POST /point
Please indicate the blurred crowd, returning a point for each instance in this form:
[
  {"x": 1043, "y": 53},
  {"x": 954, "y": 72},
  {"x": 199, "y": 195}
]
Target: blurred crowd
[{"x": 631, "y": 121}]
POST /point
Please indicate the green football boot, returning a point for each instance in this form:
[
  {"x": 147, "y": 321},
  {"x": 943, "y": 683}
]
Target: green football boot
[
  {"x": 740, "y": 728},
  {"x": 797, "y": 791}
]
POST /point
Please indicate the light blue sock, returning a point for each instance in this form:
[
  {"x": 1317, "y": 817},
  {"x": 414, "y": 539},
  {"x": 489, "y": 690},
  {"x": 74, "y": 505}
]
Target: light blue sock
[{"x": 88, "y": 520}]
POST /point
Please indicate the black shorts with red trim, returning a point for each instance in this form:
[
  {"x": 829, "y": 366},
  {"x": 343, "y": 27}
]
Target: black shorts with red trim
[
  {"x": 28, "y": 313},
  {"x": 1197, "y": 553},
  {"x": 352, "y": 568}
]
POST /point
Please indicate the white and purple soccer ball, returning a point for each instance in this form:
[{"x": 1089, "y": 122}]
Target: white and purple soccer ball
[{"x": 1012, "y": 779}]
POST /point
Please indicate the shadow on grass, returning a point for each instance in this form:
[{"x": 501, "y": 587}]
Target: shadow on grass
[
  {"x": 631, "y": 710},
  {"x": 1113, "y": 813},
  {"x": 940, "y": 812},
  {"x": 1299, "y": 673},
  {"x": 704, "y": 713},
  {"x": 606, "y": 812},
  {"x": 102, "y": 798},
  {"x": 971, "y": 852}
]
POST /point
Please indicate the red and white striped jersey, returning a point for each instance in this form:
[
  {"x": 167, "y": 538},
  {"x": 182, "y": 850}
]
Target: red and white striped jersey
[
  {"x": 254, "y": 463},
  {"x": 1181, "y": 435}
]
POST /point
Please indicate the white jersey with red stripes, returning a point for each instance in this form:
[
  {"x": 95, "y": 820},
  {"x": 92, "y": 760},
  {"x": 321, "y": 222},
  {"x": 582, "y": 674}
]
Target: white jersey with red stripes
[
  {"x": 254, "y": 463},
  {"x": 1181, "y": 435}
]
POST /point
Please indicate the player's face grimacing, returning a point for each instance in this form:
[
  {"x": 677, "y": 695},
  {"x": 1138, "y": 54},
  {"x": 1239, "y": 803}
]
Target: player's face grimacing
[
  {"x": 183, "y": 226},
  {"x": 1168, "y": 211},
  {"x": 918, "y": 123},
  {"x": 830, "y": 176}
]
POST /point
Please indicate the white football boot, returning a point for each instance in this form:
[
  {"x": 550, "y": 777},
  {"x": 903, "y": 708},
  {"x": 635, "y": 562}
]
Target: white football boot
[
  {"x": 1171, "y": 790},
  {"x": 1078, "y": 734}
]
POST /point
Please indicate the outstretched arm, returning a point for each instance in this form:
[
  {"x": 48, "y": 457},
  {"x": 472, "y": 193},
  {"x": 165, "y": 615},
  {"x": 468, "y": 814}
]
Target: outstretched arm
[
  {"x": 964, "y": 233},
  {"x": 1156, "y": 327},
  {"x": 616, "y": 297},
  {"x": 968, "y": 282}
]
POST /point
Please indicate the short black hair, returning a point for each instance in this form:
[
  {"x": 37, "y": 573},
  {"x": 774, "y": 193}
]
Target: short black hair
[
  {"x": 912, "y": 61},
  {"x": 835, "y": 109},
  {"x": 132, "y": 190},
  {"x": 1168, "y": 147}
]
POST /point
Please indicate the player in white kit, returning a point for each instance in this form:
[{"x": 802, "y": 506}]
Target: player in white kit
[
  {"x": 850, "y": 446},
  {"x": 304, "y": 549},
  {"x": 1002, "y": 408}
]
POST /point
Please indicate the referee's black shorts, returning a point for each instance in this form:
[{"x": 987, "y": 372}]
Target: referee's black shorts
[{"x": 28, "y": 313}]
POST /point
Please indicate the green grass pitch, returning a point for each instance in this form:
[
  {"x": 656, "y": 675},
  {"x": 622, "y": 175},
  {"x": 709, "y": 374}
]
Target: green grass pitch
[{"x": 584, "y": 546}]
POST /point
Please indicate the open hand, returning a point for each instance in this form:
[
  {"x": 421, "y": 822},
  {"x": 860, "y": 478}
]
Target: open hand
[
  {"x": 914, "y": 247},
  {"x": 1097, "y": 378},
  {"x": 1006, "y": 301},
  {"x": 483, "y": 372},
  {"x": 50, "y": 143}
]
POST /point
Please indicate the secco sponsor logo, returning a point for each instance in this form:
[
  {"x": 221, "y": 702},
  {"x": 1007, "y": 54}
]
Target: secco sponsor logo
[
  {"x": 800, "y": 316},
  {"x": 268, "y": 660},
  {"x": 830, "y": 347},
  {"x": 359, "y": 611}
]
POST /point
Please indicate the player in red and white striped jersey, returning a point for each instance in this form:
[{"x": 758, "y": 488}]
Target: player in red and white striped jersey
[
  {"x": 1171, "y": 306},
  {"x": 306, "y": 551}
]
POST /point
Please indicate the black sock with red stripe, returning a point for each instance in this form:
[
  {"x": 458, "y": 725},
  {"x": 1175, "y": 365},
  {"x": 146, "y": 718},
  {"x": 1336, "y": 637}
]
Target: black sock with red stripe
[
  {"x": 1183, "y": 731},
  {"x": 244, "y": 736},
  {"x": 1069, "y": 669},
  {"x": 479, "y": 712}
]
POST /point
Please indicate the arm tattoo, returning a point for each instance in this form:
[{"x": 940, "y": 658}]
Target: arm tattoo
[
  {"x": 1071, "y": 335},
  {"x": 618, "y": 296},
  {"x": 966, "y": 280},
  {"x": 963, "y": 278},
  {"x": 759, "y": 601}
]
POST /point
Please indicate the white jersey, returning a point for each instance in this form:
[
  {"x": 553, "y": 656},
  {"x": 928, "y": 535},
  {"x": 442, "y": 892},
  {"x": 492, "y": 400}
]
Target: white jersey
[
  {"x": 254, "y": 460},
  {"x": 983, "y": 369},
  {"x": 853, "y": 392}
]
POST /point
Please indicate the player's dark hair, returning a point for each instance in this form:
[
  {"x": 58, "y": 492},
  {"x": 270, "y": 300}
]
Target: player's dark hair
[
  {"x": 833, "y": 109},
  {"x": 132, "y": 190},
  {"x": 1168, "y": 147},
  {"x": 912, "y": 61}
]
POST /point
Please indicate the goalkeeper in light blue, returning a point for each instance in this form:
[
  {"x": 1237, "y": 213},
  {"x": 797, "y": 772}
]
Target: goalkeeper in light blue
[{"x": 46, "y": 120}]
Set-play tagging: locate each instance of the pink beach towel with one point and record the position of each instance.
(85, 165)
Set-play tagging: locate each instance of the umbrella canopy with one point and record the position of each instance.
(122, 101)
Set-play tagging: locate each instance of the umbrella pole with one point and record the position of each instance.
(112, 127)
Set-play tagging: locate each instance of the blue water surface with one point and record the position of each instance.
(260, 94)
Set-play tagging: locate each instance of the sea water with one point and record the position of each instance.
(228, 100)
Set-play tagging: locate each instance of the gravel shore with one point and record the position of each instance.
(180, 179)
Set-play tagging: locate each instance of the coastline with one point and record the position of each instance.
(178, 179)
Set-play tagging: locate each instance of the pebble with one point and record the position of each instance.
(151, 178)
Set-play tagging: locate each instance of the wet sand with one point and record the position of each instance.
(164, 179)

◆ ◆ ◆ ◆ ◆

** Task **
In this exercise, you retype all of the data exactly as it appears above.

** Task response **
POST /point
Please indicate the blurred crowd, returning a point for each instance in this form:
[
  {"x": 1043, "y": 53},
  {"x": 954, "y": 72},
  {"x": 199, "y": 195}
]
Target: blurred crowd
[{"x": 631, "y": 121}]
POST /point
Please indicate the green football boot, returning a point for each instance in this form:
[
  {"x": 147, "y": 321},
  {"x": 943, "y": 683}
]
Target: green football boot
[
  {"x": 740, "y": 728},
  {"x": 797, "y": 791}
]
POST /point
Please indicate the light blue sock, returning a point for each instance in this form:
[
  {"x": 1317, "y": 817},
  {"x": 414, "y": 539},
  {"x": 489, "y": 690},
  {"x": 74, "y": 505}
]
Target: light blue sock
[{"x": 88, "y": 520}]
POST /point
Please indicate the black shorts with red trim, returning a point for each instance in this form:
[
  {"x": 829, "y": 366},
  {"x": 343, "y": 27}
]
Target: black shorts with red trim
[
  {"x": 28, "y": 313},
  {"x": 1197, "y": 553},
  {"x": 352, "y": 568}
]
POST /point
Please indicate the white and purple soccer ball, returning a point for each instance in this form:
[{"x": 1089, "y": 122}]
Target: white and purple soccer ball
[{"x": 1012, "y": 779}]
POST /point
Please indicate the shadow on grass, returning a point for each instance in this form:
[{"x": 501, "y": 587}]
Target: shadow on grass
[
  {"x": 631, "y": 710},
  {"x": 1113, "y": 813},
  {"x": 940, "y": 812},
  {"x": 1299, "y": 673},
  {"x": 704, "y": 713},
  {"x": 606, "y": 812},
  {"x": 102, "y": 798},
  {"x": 971, "y": 852}
]
POST /point
Please indicate the red and white striped jersey, returning a point for each instance in this form:
[
  {"x": 167, "y": 538},
  {"x": 182, "y": 850}
]
Target: red and white striped jersey
[
  {"x": 254, "y": 463},
  {"x": 1181, "y": 435}
]
POST /point
Please indicate the white jersey with red stripes, returning a point for each instance in this form:
[
  {"x": 95, "y": 820},
  {"x": 92, "y": 760},
  {"x": 321, "y": 222},
  {"x": 582, "y": 674}
]
Target: white jersey with red stripes
[
  {"x": 254, "y": 463},
  {"x": 1181, "y": 435}
]
POST /point
Please indicate the player's face grimacing, returning a point for each instance in this form:
[
  {"x": 677, "y": 695},
  {"x": 1138, "y": 54},
  {"x": 1239, "y": 803}
]
Target: player's face grimacing
[
  {"x": 183, "y": 226},
  {"x": 1168, "y": 211},
  {"x": 918, "y": 123},
  {"x": 830, "y": 176}
]
POST /point
Please indicate the white football boot, returning a point for each instance in this form:
[
  {"x": 550, "y": 777},
  {"x": 903, "y": 708},
  {"x": 635, "y": 562}
]
Target: white football boot
[
  {"x": 1171, "y": 790},
  {"x": 1078, "y": 734}
]
POST /point
Please indicate the outstretched arm, returning a point for each instance in this form:
[
  {"x": 48, "y": 457},
  {"x": 472, "y": 193},
  {"x": 165, "y": 615},
  {"x": 468, "y": 814}
]
Target: outstretched arm
[
  {"x": 964, "y": 233},
  {"x": 1156, "y": 327},
  {"x": 616, "y": 297},
  {"x": 968, "y": 282}
]
POST /point
Please indicate the short black hair, returning a point for each instance in this form:
[
  {"x": 37, "y": 573},
  {"x": 774, "y": 193}
]
Target: short black hair
[
  {"x": 912, "y": 61},
  {"x": 835, "y": 109},
  {"x": 132, "y": 190},
  {"x": 1168, "y": 147}
]
POST /point
Please indicate the player in white kit, returning a point for each instance in this form:
[{"x": 802, "y": 506}]
Target: player in white kit
[
  {"x": 850, "y": 446},
  {"x": 304, "y": 549},
  {"x": 1002, "y": 408}
]
POST /point
Please indicate the referee's black shorts, returning a point for each instance in this form:
[{"x": 987, "y": 372}]
Target: referee's black shorts
[{"x": 28, "y": 313}]
POST /point
Please indicate the green grass pitch, returning a point for each instance in this form:
[
  {"x": 656, "y": 675},
  {"x": 622, "y": 175},
  {"x": 709, "y": 374}
]
Target: green grass pitch
[{"x": 584, "y": 546}]
POST /point
Please indicate the open hand, returning a point for each instance in this form:
[
  {"x": 421, "y": 822},
  {"x": 860, "y": 478}
]
Target: open hand
[
  {"x": 914, "y": 247},
  {"x": 1097, "y": 378},
  {"x": 1006, "y": 301},
  {"x": 483, "y": 372},
  {"x": 50, "y": 143}
]
POST /point
Please indicate the secco sponsor logo, returning a point for each instance in this form:
[
  {"x": 221, "y": 702},
  {"x": 1007, "y": 54}
]
Target: secco sponsor logo
[
  {"x": 800, "y": 316},
  {"x": 268, "y": 660},
  {"x": 830, "y": 347},
  {"x": 359, "y": 611}
]
POST /point
Please indicate the player in red and white striped jersey, returning a point for each instance in this form:
[{"x": 758, "y": 488}]
Target: player in red and white striped jersey
[
  {"x": 1171, "y": 306},
  {"x": 306, "y": 551}
]
POST /point
Please indicate the black sock with red stripe, returning a point for each instance in this form:
[
  {"x": 458, "y": 725},
  {"x": 1175, "y": 365},
  {"x": 146, "y": 718},
  {"x": 1336, "y": 637}
]
Target: black sock with red stripe
[
  {"x": 1183, "y": 731},
  {"x": 244, "y": 736},
  {"x": 1069, "y": 669},
  {"x": 479, "y": 712}
]
POST /point
Please indicate the arm tattoo, returning a point for each instance in this form:
[{"x": 940, "y": 658}]
Target: arm tattoo
[
  {"x": 1071, "y": 335},
  {"x": 618, "y": 296},
  {"x": 966, "y": 280},
  {"x": 963, "y": 278},
  {"x": 759, "y": 601}
]
POST /point
Please indicate the white jersey, returning a point for each instance in this form:
[
  {"x": 553, "y": 656},
  {"x": 928, "y": 535},
  {"x": 442, "y": 892},
  {"x": 492, "y": 400}
]
Target: white jersey
[
  {"x": 254, "y": 460},
  {"x": 983, "y": 369},
  {"x": 853, "y": 392}
]
POST /point
Please indicate the player's dark hair, returning a point for each instance in this form:
[
  {"x": 58, "y": 492},
  {"x": 270, "y": 300}
]
Target: player's dark hair
[
  {"x": 833, "y": 109},
  {"x": 132, "y": 190},
  {"x": 1168, "y": 147},
  {"x": 912, "y": 61}
]
POST /point
Please indicate the goalkeeper in light blue, returning a point for each instance in this form:
[
  {"x": 1237, "y": 213},
  {"x": 797, "y": 772}
]
Target: goalkeeper in light blue
[{"x": 46, "y": 120}]
Set-play tagging: locate each instance of the pink beach towel with one point and record the position of each instance.
(85, 165)
Set-play tagging: locate each instance of the umbrella canopy with one point and record the position of each instance.
(122, 101)
Set-play tagging: locate each instance of the umbrella pole with one point and record the position of each instance.
(112, 127)
Set-play tagging: locate each instance of the blue water surface with one point and record the position of each instance.
(260, 94)
Set-play tagging: locate each instance of the sea water with one point and record the position of each instance.
(228, 100)
Set-play tagging: locate each instance of the gravel shore with one point and record the position of each instance.
(180, 179)
Set-play tagging: locate each instance of the coastline with one point and record the position of each instance.
(178, 179)
Set-play tagging: locate each instance of the pebble with one point and record the position of each instance.
(151, 178)
Set-play tagging: locate each instance of the wet sand with one point and record the position of each instance.
(164, 179)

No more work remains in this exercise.